- _How to complete this task_
Scan the data. Collect each line that contains the word "below".

- _Exercise data_
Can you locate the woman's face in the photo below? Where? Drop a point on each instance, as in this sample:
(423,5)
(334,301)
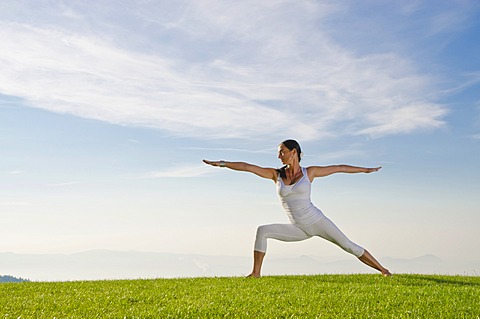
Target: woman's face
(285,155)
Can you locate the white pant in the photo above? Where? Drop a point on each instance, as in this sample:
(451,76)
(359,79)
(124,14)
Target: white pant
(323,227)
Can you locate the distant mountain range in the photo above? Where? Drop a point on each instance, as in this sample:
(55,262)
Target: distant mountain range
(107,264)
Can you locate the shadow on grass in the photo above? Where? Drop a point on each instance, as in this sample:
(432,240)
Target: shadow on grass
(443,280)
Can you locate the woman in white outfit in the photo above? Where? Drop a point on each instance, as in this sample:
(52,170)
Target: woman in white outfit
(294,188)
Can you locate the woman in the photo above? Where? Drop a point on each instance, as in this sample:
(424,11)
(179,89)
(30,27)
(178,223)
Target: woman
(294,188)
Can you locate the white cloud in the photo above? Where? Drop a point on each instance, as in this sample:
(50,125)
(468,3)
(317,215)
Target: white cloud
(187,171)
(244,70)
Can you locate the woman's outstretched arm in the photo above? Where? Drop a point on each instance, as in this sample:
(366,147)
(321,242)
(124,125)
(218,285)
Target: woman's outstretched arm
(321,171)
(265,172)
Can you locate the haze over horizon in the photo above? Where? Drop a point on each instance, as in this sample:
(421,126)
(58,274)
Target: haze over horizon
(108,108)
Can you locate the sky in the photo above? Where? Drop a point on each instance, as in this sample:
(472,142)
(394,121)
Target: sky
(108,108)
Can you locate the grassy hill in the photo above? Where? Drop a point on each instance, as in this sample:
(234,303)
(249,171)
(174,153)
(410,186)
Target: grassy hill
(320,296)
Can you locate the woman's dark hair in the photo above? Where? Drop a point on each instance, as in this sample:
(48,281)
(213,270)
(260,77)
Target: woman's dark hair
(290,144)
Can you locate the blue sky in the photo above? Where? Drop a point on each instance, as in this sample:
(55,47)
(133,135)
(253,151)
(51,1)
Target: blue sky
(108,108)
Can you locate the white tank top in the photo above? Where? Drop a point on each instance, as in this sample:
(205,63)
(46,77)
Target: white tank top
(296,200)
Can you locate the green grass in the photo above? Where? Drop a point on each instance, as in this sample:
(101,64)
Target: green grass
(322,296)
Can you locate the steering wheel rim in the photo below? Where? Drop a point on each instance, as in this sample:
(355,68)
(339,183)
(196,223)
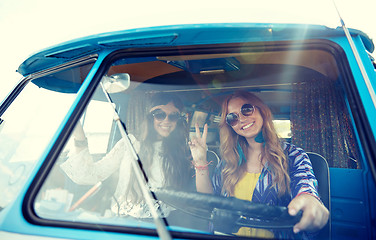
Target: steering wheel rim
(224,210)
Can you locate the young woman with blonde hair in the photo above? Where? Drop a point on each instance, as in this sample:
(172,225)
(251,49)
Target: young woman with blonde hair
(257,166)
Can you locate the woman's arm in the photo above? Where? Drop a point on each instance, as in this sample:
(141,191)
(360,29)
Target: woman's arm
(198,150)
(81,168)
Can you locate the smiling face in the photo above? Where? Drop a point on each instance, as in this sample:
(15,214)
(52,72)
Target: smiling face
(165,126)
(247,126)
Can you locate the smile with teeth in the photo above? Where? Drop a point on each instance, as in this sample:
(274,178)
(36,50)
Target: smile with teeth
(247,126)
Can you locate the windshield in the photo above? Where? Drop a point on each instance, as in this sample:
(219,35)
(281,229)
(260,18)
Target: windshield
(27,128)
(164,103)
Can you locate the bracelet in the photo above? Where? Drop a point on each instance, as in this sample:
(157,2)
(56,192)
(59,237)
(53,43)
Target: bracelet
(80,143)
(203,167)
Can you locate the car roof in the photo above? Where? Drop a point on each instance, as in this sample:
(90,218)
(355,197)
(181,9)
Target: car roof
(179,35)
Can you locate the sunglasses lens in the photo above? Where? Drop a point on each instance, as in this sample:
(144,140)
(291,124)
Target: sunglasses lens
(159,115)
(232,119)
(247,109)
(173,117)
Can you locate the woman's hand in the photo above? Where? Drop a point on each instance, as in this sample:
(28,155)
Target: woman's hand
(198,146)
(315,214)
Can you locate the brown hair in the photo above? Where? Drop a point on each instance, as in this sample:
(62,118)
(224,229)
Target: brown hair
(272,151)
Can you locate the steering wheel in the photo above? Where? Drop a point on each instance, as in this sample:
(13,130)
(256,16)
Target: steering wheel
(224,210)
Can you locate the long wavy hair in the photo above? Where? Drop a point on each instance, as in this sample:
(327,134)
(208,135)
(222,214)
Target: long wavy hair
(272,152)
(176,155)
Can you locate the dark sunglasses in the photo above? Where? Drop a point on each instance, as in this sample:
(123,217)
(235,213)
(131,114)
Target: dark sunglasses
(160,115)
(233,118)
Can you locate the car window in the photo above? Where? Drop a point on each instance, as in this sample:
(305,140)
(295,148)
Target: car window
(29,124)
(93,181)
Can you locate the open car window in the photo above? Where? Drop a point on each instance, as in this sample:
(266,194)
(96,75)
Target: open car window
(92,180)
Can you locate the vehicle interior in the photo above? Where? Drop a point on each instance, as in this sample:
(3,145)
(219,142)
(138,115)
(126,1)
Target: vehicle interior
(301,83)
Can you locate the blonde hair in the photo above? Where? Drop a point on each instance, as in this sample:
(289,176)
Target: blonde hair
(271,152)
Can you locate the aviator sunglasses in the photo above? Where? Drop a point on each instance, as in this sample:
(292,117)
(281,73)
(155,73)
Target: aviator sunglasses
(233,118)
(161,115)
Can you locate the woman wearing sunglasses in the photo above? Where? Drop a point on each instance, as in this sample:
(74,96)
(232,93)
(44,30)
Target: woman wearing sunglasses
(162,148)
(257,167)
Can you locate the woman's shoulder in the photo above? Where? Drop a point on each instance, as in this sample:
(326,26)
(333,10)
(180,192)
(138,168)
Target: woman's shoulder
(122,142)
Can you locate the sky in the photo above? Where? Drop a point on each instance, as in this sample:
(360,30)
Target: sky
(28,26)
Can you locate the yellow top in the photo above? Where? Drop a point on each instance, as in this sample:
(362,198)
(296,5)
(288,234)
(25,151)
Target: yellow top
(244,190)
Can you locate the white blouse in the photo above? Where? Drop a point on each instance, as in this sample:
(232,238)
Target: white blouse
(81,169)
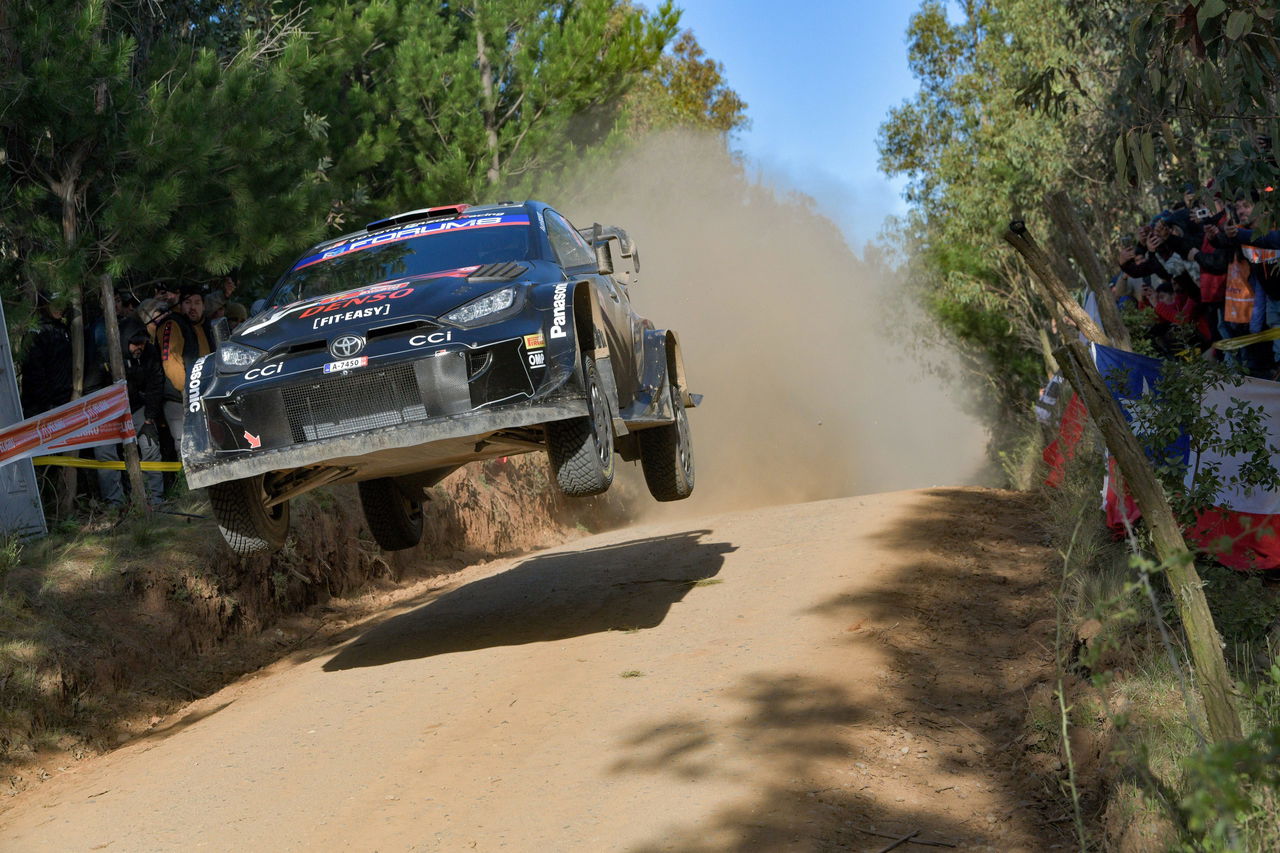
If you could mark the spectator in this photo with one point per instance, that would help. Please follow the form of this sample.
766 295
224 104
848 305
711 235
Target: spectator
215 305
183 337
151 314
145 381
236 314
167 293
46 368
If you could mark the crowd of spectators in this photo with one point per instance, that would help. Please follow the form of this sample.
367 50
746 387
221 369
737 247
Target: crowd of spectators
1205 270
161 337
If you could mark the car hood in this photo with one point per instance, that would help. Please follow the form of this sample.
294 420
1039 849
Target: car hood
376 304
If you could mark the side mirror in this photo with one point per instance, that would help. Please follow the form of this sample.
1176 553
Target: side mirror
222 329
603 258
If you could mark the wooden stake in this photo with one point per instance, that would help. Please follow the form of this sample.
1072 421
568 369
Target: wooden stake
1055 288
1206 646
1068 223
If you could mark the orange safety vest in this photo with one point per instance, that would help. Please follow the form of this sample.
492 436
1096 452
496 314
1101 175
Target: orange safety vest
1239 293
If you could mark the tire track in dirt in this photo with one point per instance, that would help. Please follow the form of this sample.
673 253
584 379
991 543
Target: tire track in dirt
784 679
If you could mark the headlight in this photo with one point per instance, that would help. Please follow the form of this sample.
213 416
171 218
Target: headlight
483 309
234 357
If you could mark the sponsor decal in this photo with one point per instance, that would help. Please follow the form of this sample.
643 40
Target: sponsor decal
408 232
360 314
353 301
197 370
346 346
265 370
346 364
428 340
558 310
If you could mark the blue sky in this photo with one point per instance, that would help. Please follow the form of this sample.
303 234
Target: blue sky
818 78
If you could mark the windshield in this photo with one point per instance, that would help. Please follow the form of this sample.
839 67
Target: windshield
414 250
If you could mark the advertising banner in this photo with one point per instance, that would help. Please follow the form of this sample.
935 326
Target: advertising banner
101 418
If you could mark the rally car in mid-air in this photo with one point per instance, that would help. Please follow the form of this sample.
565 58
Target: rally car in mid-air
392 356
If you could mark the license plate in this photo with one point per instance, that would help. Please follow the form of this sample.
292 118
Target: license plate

- _Solution for this exercise_
Can you locate the woman's face in the photo below? Where? Drop a point on each instance, as in this sample:
Can you locate the steering wheel rim in the photo below? Where? Drop a point on each instance, as in this sample:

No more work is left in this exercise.